Records
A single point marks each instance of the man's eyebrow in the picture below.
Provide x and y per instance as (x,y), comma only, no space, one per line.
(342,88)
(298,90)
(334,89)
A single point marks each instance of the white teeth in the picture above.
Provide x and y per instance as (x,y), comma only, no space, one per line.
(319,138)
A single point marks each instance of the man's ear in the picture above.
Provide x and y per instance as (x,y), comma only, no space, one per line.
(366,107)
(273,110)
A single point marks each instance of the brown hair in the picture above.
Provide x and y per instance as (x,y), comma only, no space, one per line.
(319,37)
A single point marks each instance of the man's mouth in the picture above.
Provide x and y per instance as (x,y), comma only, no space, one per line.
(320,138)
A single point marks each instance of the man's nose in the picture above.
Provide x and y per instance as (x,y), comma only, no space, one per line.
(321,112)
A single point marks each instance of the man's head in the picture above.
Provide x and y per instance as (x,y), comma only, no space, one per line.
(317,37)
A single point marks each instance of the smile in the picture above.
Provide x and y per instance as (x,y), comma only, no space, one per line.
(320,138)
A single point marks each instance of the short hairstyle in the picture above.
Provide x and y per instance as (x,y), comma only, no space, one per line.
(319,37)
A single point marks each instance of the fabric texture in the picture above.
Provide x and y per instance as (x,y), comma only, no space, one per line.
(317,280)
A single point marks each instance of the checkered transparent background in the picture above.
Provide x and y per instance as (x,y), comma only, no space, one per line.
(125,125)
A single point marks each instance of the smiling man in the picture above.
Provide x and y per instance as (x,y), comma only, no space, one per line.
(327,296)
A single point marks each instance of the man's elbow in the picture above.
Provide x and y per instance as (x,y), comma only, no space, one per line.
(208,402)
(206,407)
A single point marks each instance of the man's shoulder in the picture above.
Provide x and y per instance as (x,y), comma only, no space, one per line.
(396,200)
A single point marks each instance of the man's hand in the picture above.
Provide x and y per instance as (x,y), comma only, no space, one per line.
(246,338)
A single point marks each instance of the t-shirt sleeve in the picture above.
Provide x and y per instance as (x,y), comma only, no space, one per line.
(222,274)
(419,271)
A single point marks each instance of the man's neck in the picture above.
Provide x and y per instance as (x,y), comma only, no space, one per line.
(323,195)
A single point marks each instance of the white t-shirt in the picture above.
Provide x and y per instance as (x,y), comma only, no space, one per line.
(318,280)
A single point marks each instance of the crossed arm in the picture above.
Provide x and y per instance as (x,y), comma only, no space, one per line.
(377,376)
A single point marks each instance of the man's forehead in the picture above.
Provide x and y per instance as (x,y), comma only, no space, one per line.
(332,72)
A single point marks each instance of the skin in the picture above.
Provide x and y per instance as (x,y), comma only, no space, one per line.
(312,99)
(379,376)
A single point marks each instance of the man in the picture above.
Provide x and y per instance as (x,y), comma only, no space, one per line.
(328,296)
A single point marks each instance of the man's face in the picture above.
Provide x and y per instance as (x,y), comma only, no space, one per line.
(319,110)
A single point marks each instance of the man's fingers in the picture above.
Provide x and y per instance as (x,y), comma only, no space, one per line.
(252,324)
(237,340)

STATED EXERCISE:
Send back each record exactly as it stands.

FINAL ANSWER:
A single point marks each instance of the man's eyebrow in the picture below.
Provide x and y per instance as (x,y), comma only, no space, one per line.
(342,88)
(298,90)
(334,89)
A single point marks each instance of the white teeth in the picture above.
Provide x and y per instance as (x,y), comma only, no space, one per line.
(319,138)
A single point marks each instance of the man's ear in the picture above.
Provide x and y per instance as (x,y), comma only, no space, one per line.
(366,107)
(273,110)
A single point marks each instance of the brown hair in the picture above.
Provide x and y per instance as (x,y), comma only, no space, one per line.
(319,37)
A single point marks each instance of the man's mouth in the picture above.
Provide x and y per instance as (x,y), comma only, no space, one per line.
(320,138)
A single point marks each instance of the man's nose in the picture above.
Provide x and y per instance as (x,y), comma only, no space, one per line.
(321,112)
A single point marks each instance of the man's head in the picture above.
Provide x and y per instance as (x,y), comma only, no space, one per line.
(317,37)
A single point marks each instance of the smile in the picture above.
Provide x and y per instance as (x,y), comma only, no space, one per line.
(320,138)
A single point marks each instance of the short hairstyle in the picture above.
Provide x and y per instance as (x,y), comma only, no space, one per line.
(319,37)
A single point marks each instance of the fabric texture in the picture above.
Provide x and y per instance as (x,y), comma only, no space, one per line.
(317,280)
A single point marks each instance of the checkered transparent background in the picture above.
Provide x and y per instance as (x,y), comma only, no space, one per line.
(125,125)
A single point marks each instance of the smiling man in the picture above.
Provide x and y per instance as (x,y), comma only, no space, one per line.
(327,296)
A single point marks each instance of the man's elbow in the picture above.
Provide x and y per instance as (x,y), comma only, no space, one per line.
(208,402)
(206,407)
A single point marks each instance of the man's shoulder in the picture above.
Provide x and y per instance as (x,y), comma only, no space, one per line.
(396,200)
A single point marks each instance of the man's hand in the picture above.
Provide x and y per instance as (x,y), comma only, no space, one per line.
(246,338)
A single point marks each instance of the t-shirt sleeve in the picture above.
Provide x and y per instance as (x,y), comma only, no space, one per line.
(222,274)
(419,271)
A single point marks each instance of the man's neck in the picture above.
Provide x and y per instance as (x,y), comma only, no space, one per line.
(323,195)
A single point marks each instance of the white t-shirt in the picture above.
Provide x and y per instance as (x,y), comma only, no space, one per line.
(318,280)
A single point marks each instance of the crossed arm in the picture above.
Provide x and y per instance as (x,y), comma only, no space, one per line.
(377,376)
A single point marks each instance of the man's forehead in the picture above.
Provide x and y per instance as (x,y), comma only, no space, one per line.
(332,72)
A single point marks each instance of the skin in the picture above.
Provide x and y per instance as (x,y), comma only, no space, one per line.
(312,99)
(379,376)
A single point marks each instance of the man in the picture above.
Provide x and y per instance as (x,y), comma only, no space, one per line.
(328,296)
A single point marks each instance of the man's face in the picture above.
Provide x and y per instance as (x,y), comma only, no space, one per line.
(319,110)
A single point marks each instance of the man's fingers in the picture above.
Provide x and y per instance as (x,y), comma only, no space, one per line.
(252,324)
(237,340)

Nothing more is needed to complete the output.